- [EXERCISE DIRECTIONS]: Only lines with the word "grass" are wanted; copy each of them from the listing below.

DATA SUPPLIED Start Marker

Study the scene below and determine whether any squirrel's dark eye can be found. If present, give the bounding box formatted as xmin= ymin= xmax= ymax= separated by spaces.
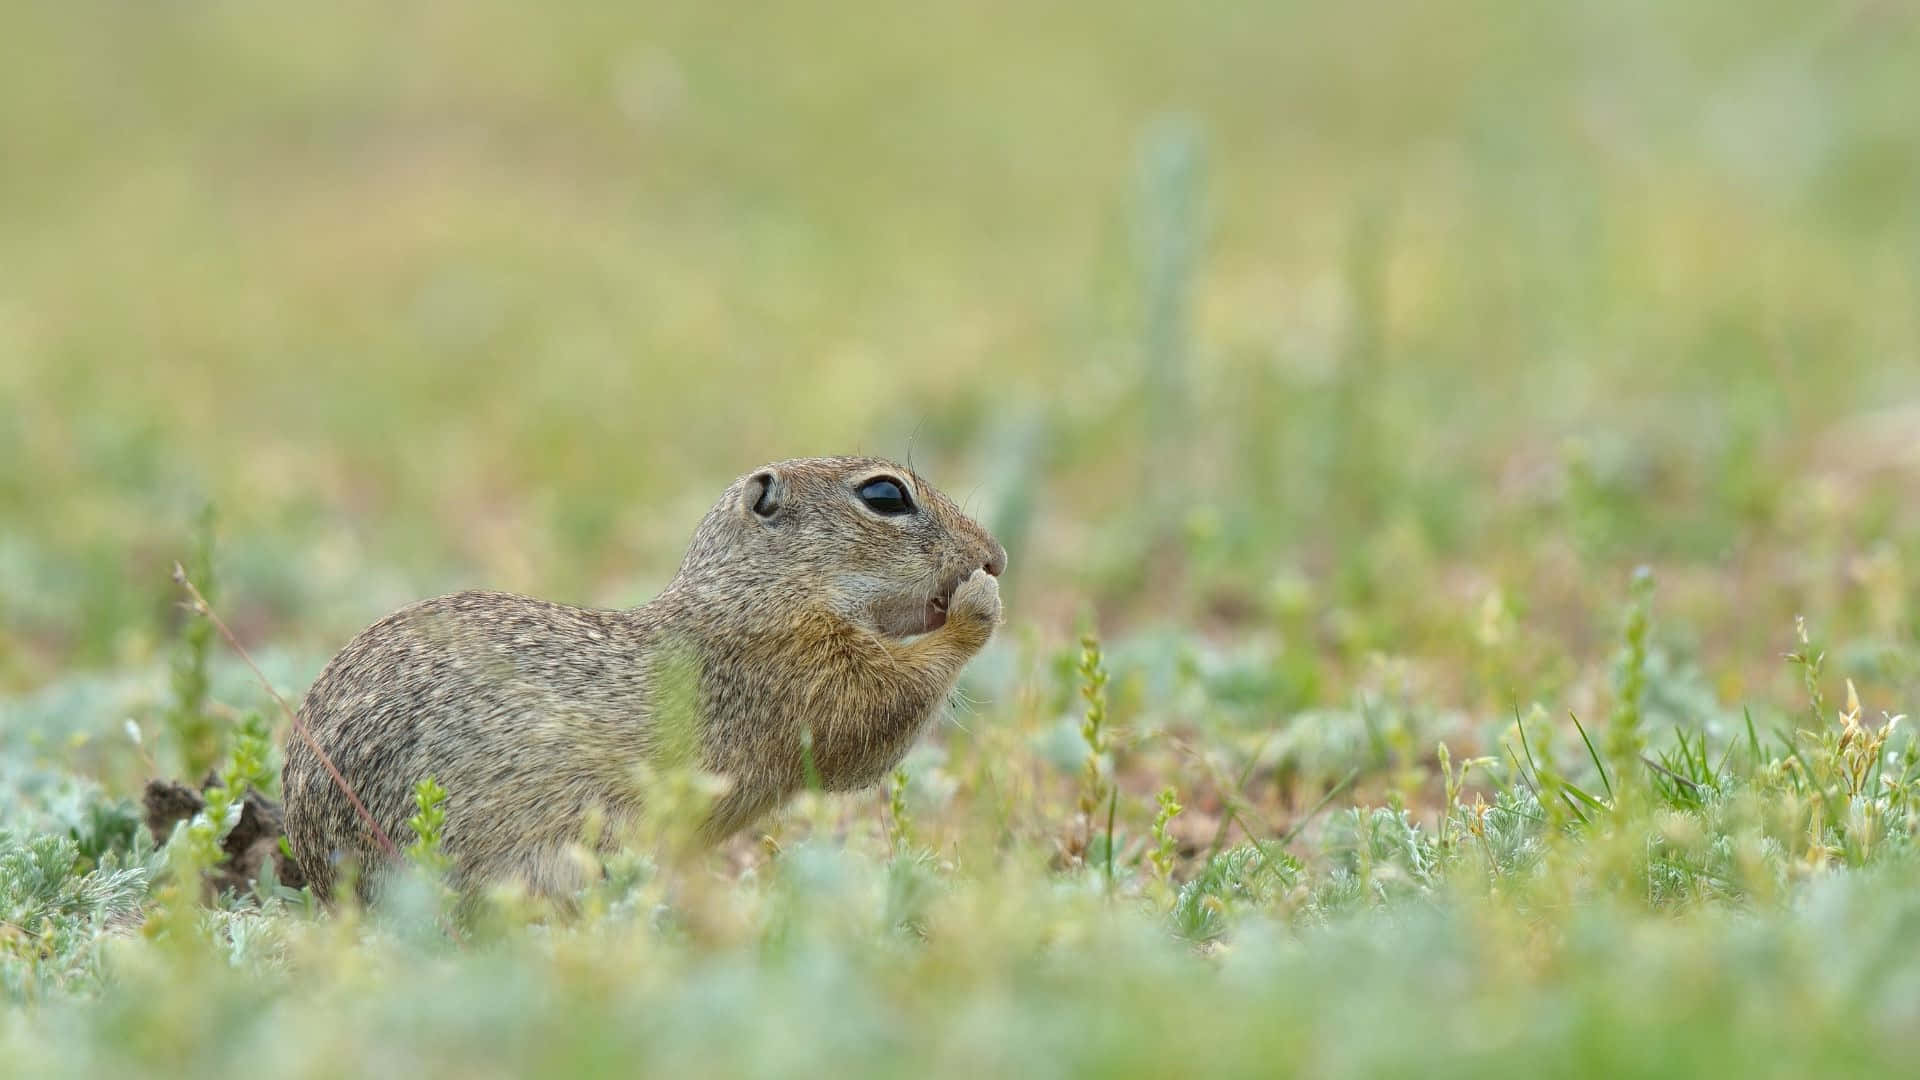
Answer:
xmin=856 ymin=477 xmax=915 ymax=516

DATA SUPPLIED End Marker
DATA SUPPLIED Start Marker

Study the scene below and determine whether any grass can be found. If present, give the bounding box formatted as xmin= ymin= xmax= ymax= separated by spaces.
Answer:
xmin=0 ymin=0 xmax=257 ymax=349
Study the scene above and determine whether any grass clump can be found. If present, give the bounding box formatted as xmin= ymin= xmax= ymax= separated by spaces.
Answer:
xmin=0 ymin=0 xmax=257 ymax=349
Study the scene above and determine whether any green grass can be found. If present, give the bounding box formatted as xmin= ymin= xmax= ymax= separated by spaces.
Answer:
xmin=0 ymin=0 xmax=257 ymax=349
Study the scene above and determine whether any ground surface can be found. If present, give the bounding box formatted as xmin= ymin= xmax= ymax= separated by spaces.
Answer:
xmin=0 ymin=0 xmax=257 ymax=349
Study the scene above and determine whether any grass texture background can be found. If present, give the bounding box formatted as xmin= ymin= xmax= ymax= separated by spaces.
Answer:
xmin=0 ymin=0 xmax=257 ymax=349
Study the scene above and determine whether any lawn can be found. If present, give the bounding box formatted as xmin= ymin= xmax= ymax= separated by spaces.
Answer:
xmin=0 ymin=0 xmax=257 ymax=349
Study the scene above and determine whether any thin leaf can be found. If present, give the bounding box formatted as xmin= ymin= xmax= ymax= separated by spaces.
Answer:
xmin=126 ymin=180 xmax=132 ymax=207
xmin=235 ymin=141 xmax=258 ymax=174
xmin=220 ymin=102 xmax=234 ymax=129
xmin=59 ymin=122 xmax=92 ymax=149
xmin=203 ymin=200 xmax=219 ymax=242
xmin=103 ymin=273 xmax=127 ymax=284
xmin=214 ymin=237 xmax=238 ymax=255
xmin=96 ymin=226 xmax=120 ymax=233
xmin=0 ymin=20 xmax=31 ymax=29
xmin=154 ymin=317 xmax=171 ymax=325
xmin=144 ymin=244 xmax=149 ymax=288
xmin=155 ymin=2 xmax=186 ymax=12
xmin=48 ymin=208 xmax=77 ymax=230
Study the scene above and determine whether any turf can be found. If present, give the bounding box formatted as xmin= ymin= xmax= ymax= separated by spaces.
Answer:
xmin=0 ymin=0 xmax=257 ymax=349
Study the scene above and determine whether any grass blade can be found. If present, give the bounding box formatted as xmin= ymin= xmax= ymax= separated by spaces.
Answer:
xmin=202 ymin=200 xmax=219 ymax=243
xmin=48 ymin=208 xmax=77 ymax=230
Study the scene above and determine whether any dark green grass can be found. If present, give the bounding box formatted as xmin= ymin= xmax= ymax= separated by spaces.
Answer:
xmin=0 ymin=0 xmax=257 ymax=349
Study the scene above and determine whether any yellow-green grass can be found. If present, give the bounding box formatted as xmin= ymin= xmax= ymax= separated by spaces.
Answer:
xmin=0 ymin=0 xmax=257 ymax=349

DATA SUPPLIED End Marker

- [ANSWER FOR THE TASK]:
Study the scene below and determine whether any grass can be found. If present, give the bounding box formatted as xmin= ymin= xmax= ymax= separated by spaces.
Study the scene above and determine whether any grass clump can be found. If present, give the bounding box formatted as xmin= ymin= xmax= ymax= separated by spaces.
Study the scene above and determine whether any green grass can be found. If present, give the bounding box formatted as xmin= ymin= xmax= ymax= separated by spaces.
Study the scene above and determine whether any grass texture background can be found. If present, give the bounding box formatted as xmin= ymin= xmax= ymax= separated by spaces.
Study the scene above and determine whether any grass blade can be found. If present, give the bounding box formatted as xmin= ymin= xmax= ymax= separated by spaces.
Study the scene above and determine whether any dark green grass can be found. If present, give the bounding box formatted as xmin= ymin= xmax= ymax= separated by spaces.
Study the scene above and determine whether any yellow-green grass can be found. If present, give the bounding box formatted as xmin= ymin= xmax= ymax= separated by spaces.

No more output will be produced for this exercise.